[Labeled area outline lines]

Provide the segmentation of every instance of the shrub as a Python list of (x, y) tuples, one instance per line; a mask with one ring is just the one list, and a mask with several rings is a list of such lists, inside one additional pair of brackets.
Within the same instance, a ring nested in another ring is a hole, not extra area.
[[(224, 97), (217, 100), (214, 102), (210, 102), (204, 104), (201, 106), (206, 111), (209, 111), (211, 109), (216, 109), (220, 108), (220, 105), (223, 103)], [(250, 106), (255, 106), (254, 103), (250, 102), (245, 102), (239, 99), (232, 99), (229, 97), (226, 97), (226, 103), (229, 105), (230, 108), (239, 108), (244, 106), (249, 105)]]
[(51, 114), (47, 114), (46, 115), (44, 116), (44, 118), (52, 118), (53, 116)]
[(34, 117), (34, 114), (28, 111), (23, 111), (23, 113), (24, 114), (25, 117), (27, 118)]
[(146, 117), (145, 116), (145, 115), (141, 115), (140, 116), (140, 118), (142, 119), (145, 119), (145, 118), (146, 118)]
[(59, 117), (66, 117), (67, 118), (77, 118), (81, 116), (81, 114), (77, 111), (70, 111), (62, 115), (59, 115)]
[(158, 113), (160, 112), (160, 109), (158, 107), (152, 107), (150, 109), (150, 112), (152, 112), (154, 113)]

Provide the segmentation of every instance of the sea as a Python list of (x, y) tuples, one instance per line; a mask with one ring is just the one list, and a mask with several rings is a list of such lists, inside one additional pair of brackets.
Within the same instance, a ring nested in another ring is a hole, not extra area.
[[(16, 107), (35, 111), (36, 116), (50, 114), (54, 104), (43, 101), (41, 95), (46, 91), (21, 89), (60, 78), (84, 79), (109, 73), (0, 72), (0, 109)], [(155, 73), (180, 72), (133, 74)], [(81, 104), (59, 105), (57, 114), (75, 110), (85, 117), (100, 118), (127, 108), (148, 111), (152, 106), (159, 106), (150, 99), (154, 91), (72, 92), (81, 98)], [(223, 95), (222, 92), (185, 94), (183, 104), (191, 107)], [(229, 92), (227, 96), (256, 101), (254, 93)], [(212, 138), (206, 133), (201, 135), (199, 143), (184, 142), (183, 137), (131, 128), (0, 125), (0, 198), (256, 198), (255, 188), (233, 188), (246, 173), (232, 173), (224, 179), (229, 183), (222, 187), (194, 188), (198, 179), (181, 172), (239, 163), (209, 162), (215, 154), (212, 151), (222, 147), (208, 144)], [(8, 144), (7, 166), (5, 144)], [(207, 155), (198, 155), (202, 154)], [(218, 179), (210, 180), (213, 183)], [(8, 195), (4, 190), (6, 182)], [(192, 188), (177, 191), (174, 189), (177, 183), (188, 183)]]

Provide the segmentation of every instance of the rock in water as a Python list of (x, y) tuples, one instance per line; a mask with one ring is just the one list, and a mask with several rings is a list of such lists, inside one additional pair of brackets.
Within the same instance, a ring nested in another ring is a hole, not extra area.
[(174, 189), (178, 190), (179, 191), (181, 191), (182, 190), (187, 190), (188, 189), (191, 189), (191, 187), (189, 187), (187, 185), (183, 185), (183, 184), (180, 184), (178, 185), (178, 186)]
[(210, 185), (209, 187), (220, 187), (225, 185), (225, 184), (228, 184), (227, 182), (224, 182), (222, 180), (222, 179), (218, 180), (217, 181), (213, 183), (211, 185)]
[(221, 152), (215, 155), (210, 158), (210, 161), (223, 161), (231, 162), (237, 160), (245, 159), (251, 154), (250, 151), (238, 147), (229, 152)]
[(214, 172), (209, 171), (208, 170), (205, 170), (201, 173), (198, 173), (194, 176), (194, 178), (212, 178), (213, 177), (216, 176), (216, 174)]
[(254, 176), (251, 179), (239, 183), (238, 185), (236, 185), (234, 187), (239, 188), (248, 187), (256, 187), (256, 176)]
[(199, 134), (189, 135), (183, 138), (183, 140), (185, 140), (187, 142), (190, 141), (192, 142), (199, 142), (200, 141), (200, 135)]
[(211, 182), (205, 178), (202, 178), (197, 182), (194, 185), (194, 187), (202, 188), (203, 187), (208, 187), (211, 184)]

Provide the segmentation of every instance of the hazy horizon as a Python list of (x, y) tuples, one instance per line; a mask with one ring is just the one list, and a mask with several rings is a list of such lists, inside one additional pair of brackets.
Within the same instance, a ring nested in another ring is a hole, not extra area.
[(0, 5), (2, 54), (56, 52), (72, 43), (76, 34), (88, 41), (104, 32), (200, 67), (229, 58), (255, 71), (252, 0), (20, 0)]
...
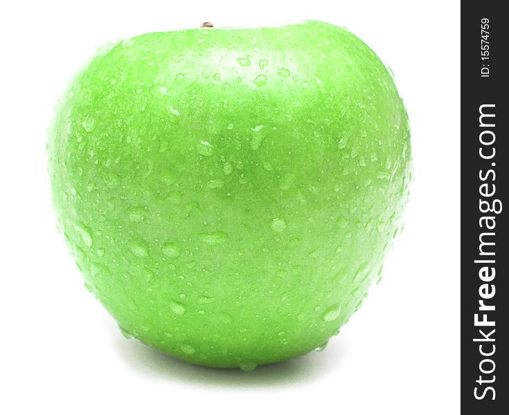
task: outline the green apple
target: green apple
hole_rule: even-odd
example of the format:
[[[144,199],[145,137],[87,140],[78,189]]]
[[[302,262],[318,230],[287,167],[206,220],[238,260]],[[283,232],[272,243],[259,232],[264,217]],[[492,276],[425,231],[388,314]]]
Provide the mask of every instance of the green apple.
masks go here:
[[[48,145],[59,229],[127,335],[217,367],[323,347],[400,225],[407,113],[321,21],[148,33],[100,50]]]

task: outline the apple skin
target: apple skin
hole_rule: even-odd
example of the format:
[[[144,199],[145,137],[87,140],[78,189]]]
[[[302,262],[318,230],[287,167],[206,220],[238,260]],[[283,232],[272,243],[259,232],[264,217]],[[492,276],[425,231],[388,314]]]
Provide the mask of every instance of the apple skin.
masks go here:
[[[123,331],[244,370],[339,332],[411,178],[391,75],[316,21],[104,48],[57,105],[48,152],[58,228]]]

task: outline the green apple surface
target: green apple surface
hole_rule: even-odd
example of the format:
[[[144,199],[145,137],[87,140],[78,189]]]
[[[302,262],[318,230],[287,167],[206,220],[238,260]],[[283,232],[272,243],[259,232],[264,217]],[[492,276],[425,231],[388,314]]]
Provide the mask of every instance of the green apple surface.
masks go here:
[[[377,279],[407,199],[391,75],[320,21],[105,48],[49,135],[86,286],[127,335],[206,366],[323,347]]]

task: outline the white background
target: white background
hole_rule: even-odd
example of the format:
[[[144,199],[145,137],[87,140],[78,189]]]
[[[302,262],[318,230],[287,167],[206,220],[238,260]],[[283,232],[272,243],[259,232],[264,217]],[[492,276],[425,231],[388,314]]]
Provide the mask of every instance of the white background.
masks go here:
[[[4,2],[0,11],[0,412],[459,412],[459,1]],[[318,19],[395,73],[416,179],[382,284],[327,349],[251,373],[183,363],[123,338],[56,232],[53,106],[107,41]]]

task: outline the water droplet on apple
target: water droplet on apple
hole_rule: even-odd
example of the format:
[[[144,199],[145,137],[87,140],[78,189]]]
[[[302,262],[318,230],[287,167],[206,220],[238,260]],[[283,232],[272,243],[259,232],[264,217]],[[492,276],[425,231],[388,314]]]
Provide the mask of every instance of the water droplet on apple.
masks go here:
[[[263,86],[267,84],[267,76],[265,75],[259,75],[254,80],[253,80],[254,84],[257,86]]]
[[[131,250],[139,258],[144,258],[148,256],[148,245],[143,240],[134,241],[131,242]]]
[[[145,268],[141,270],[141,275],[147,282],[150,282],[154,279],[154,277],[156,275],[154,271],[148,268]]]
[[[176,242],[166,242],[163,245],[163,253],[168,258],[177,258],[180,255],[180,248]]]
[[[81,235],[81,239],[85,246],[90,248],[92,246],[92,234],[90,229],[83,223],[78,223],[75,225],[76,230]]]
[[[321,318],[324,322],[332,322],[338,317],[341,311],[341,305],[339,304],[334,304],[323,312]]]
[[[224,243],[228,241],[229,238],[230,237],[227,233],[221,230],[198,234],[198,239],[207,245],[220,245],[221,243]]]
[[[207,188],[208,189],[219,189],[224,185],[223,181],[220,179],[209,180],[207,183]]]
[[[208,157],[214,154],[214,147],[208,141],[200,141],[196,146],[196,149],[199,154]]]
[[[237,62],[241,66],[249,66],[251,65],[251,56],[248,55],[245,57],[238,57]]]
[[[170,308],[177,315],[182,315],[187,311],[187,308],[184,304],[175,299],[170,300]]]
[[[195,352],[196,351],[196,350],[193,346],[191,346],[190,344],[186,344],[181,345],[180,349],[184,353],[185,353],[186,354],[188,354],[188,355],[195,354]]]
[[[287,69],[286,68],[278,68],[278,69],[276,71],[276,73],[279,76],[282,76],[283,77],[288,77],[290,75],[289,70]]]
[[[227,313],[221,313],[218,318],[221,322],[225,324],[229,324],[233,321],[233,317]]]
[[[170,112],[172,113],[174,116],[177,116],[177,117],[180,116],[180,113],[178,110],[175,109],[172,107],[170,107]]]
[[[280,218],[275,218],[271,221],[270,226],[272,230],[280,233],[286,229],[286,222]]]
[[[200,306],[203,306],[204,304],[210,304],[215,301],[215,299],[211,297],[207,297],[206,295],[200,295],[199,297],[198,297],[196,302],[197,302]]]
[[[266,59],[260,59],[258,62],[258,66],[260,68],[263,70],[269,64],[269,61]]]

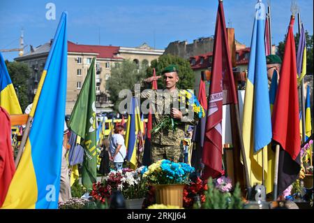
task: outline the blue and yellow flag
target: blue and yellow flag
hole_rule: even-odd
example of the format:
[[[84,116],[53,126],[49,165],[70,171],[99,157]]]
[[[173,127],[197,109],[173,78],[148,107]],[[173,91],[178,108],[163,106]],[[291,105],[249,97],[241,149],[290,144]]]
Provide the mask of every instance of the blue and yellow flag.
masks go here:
==
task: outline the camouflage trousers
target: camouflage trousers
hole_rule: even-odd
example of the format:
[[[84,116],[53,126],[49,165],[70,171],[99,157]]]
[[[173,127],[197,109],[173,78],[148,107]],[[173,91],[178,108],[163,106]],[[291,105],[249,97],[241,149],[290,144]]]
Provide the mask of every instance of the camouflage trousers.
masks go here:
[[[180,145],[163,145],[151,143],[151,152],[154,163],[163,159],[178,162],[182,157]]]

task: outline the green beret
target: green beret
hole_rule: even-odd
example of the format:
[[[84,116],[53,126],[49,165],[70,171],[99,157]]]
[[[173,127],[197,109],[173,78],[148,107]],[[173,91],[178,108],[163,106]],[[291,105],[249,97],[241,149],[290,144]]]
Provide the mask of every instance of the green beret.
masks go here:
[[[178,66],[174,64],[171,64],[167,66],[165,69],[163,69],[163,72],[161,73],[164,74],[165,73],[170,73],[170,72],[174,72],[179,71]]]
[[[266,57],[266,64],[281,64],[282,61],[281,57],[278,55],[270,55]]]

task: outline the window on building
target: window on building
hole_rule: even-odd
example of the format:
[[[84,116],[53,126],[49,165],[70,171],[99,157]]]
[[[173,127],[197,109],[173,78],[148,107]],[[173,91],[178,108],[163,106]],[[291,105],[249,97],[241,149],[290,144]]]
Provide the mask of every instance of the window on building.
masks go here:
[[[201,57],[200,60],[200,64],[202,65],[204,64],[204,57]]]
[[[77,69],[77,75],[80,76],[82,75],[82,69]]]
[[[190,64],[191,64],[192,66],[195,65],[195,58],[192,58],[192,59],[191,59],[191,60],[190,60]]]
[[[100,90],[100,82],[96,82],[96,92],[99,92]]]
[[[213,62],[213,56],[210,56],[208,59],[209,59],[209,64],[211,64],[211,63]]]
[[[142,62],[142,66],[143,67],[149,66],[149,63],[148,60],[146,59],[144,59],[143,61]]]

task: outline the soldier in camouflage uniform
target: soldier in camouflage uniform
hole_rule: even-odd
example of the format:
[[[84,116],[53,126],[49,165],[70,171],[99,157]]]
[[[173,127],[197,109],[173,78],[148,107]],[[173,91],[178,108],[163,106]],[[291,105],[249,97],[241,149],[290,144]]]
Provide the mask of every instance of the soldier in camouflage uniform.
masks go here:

* [Problem statement]
Write the lines from the one containing "Provide the segmentation of every instance of the sea" to the one containing "183), (188, 183)]]" as a CSV with the columns request and outline. Give one row per request, with its text and its answer each in a single quoted field and line breaks replaced by spaces.

* [Right answer]
request,outline
"Provide the segmentation of every instance of the sea as a Python list of (x, y) tuples, one instance per line; a mask with one ring is just the one list, and a mask with several rings is a list of such lists, inside one additional pair of brackets. Within the same instance, a ring nested in another ring is a hole, not extra area.","[[(16, 107), (35, 111), (36, 116), (50, 114), (54, 104), (43, 101), (41, 95), (46, 91), (21, 89), (60, 78), (84, 79), (109, 73), (0, 72), (0, 109)], [(155, 73), (180, 72), (133, 74)], [(81, 104), (59, 105), (57, 114), (75, 110), (85, 117), (100, 118), (127, 108), (148, 111), (152, 106), (159, 106), (150, 99), (154, 91), (72, 92), (81, 98)], [(223, 95), (222, 92), (185, 94), (183, 104), (191, 107)], [(229, 92), (227, 96), (256, 101), (254, 93)], [(212, 138), (206, 133), (201, 135), (199, 143), (184, 142), (183, 137), (131, 128), (0, 125), (0, 198), (256, 198), (255, 188), (233, 188), (246, 173), (232, 173), (224, 179), (229, 183), (222, 187), (194, 188), (198, 179), (181, 172), (239, 163), (209, 162), (215, 154), (212, 151), (222, 147), (208, 144)], [(8, 144), (7, 166), (5, 144)], [(207, 155), (198, 155), (202, 154)], [(218, 179), (210, 180), (213, 183)], [(8, 195), (4, 190), (6, 182)], [(192, 188), (177, 191), (174, 189), (177, 183), (188, 183)]]"